● **TASK INPUT**

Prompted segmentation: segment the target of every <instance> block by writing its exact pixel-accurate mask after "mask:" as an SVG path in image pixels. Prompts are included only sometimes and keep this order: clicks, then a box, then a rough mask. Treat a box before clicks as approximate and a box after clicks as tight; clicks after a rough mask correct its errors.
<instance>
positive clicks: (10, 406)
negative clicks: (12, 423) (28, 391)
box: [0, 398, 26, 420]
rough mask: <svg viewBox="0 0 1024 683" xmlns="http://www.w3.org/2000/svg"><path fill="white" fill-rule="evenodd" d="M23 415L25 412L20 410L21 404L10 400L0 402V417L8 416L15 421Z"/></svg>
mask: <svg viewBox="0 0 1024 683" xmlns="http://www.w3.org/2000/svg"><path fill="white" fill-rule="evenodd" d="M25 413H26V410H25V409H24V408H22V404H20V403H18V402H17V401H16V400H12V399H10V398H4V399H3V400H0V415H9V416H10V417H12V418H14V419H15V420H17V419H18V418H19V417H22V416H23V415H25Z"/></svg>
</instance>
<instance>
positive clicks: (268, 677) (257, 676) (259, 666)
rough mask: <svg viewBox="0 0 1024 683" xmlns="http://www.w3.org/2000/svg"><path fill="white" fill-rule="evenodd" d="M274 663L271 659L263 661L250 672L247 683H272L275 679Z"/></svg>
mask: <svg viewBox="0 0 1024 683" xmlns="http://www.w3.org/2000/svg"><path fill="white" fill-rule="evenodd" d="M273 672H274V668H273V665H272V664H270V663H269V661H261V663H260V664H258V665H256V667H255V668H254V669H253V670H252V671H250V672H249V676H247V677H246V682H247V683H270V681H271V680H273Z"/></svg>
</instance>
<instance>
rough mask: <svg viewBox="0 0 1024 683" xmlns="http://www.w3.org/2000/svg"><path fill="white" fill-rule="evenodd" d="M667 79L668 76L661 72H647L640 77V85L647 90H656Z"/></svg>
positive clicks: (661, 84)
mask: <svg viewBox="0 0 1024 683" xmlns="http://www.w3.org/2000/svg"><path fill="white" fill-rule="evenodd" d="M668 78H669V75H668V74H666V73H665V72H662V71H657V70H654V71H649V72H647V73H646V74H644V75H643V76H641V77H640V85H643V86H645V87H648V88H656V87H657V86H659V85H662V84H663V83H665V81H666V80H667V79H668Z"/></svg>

● **PROBLEM**
Copy the listing above, replacing every "rough mask" with "coarse mask" and leaving everything else unchanged.

● **RESULT OF THE TASK**
Prompted segmentation: segment the target of every <instance> block by writing its exact pixel-accurate mask after "mask:" as an SVG path in image pixels. Prompts are included only sometimes and keep this order: clicks, then a box, then a coarse mask. Treat a box before clicks as approximate and a box after clicks as tight; clicks after a coarse mask correct its errors.
<instance>
positive clicks: (10, 406)
negative clicks: (12, 423) (28, 391)
box: [0, 398, 26, 420]
coarse mask: <svg viewBox="0 0 1024 683" xmlns="http://www.w3.org/2000/svg"><path fill="white" fill-rule="evenodd" d="M23 415L25 412L20 410L21 404L10 400L0 402V417L8 416L15 421Z"/></svg>
mask: <svg viewBox="0 0 1024 683" xmlns="http://www.w3.org/2000/svg"><path fill="white" fill-rule="evenodd" d="M25 413H26V410H25V409H24V408H22V404H20V403H18V402H17V401H16V400H12V399H10V398H4V399H3V400H0V415H9V416H10V417H12V418H14V419H15V420H17V419H18V418H19V417H22V416H23V415H25Z"/></svg>
</instance>
<instance>
positive clicks: (268, 677) (257, 676) (259, 666)
coarse mask: <svg viewBox="0 0 1024 683" xmlns="http://www.w3.org/2000/svg"><path fill="white" fill-rule="evenodd" d="M274 663L271 659L263 661L250 672L247 683H272L275 679Z"/></svg>
mask: <svg viewBox="0 0 1024 683" xmlns="http://www.w3.org/2000/svg"><path fill="white" fill-rule="evenodd" d="M273 672H274V668H273V665H272V664H270V663H269V661H261V663H260V664H258V665H256V667H255V668H254V669H253V670H252V671H250V672H249V676H247V677H246V682H247V683H270V681H271V680H273Z"/></svg>
</instance>
<instance>
coarse mask: <svg viewBox="0 0 1024 683" xmlns="http://www.w3.org/2000/svg"><path fill="white" fill-rule="evenodd" d="M667 79L668 76L661 72H647L640 77V85L647 90H656Z"/></svg>
positive clicks: (661, 84)
mask: <svg viewBox="0 0 1024 683" xmlns="http://www.w3.org/2000/svg"><path fill="white" fill-rule="evenodd" d="M668 78H669V75H668V74H666V73H665V72H662V71H657V70H654V71H649V72H647V73H646V74H644V75H643V76H641V77H640V85H643V86H645V87H648V88H656V87H657V86H659V85H662V84H663V83H665V81H666V80H667V79H668Z"/></svg>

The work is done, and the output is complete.